_Requirements_
1) Decide whether each statement below agrees with the phase change memory article. For each of (a), (b) and (c), answer yes or no and quote the words of the article that decide it. (a) The active region of the "link" device is in contact with the dielectric on which it is fabricated. (b) The author claims originality for the numbers used in the analysis. (c) The literature showed that the reset current of link devices was at unreasonable levels.
2) Count the lines of the records that contain the string "boulder", treating case as significant, and give only the number.

START Text excerpt

Editor's note: EE Times recently published a rebuttal by Ron Neale of Micron's assertions on the subject of phase change memory (PCM), together with some follow up comments. In response to a challenge from EE Times' Memory Designline, Ron Neale now provides our readers with some of the detail behind his rebuttal and his concerns for the commercial future of PCM.
The analysis I will describe here arose as a diversion from a project to define, for students, some low cost experiments that might allow them to make a contribution to phase change memory (PCM) scaling. What follows here is based on numbers obtained from the published literature, originality is only claimed for the analysis and its possible applicability.
The recent publicity and claims given for phase change memory (PCM) have scalability as the backbone. Among other misgivings, it was clear to this author that if PCM devices are to be competitive with other NV memory technologies and be a commercial success there are some serious problems that will need to be addressed.
A situation will arise where the active phase change material in a molten state (600oC) at the very core of the device would become highly constrained and in contact the dielectric and other parts of the device structure. The "mushroom" or "match-head" PCM device one of the proposed PCM structures was already operating with molten chalcogenide in contact with surrounding dielectric.
The PCM "link" or "gap" surface structure appeared best to offer the ability for experiments to evaluate the chemical reactions, diffusion effects and thermal properties of molten chalcogenide glasses in contact with dielectrics. The active region of the "link" device is already in contact and closely coupled to the dielectric on which it is fabricated.
A cursory examination of the literature both academic and popular gave considerable cause for concern. What the literature disclosed was that while the reset current of the link type PCM, that is the current required for transition from the low to high resistance state, was at reasonable levels for link devices, the calculated current density (J) for smallest cross section devices was very high.

END Text excerpt
START Listing

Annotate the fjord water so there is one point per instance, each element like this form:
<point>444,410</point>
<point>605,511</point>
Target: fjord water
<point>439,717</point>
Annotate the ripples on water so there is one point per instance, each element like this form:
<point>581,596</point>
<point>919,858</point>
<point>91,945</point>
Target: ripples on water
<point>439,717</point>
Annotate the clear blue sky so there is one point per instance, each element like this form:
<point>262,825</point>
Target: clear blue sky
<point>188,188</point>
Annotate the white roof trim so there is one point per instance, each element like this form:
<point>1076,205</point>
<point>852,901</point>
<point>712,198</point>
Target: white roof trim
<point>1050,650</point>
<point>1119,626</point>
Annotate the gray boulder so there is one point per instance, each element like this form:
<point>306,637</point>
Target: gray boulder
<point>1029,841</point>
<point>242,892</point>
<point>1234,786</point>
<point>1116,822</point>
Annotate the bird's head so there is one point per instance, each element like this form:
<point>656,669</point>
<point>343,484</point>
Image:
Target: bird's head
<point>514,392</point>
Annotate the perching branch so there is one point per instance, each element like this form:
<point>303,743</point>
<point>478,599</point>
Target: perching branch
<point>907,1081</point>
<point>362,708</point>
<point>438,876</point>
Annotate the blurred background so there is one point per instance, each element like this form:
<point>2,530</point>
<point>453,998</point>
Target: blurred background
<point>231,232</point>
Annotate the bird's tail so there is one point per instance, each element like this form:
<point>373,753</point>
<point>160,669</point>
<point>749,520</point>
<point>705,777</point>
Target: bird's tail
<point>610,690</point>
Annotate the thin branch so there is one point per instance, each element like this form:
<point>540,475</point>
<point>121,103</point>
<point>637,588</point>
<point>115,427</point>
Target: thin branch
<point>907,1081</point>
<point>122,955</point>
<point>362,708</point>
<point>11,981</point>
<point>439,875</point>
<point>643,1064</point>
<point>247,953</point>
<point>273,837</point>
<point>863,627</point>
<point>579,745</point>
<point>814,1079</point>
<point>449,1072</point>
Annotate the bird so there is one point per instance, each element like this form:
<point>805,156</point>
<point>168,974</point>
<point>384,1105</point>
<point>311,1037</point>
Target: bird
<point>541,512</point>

END Listing

_Answers to the exercise_
1)
(a) Yes: "The active region of the "link" device is already in contact and closely coupled to the dielectric on which it is fabricated."
(b) No: "What follows here is based on numbers obtained from the published literature, originality is only claimed for the analysis and its possible applicability."
(c) No: "the reset current of the link type PCM, that is the current required for transition from the low to high resistance state, was at reasonable levels for link devices"

2) 2